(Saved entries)

_ _ _ _ _

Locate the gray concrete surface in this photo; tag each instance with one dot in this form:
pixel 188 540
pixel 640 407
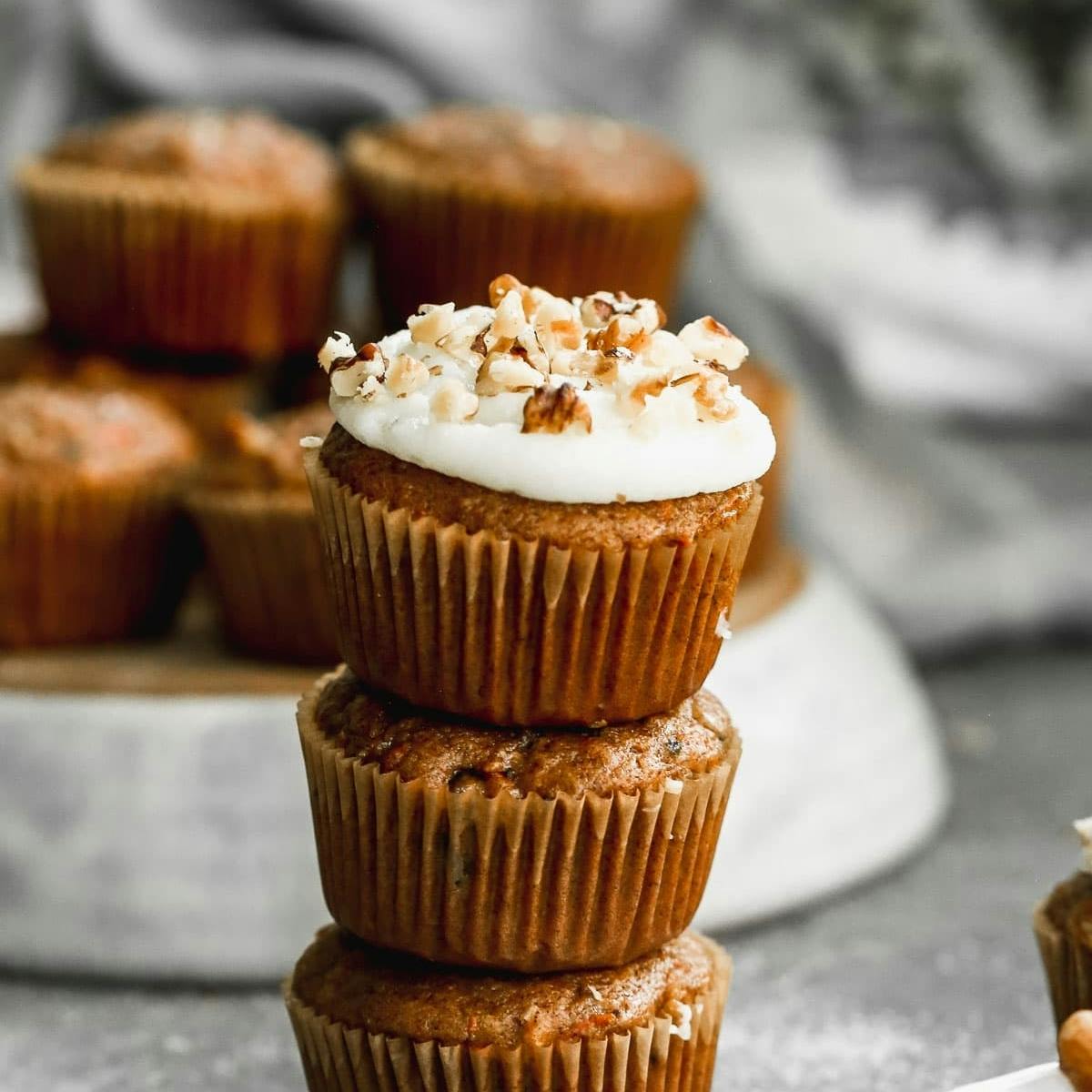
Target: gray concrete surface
pixel 920 982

_ _ _ _ _

• **Directions**
Copy out every entry above exactly. Leave the pictures out.

• **Problem solution**
Locate the gray concrete surface in this photo; tag each instance with one dot in this form:
pixel 188 540
pixel 640 407
Target: gray concrete surface
pixel 920 982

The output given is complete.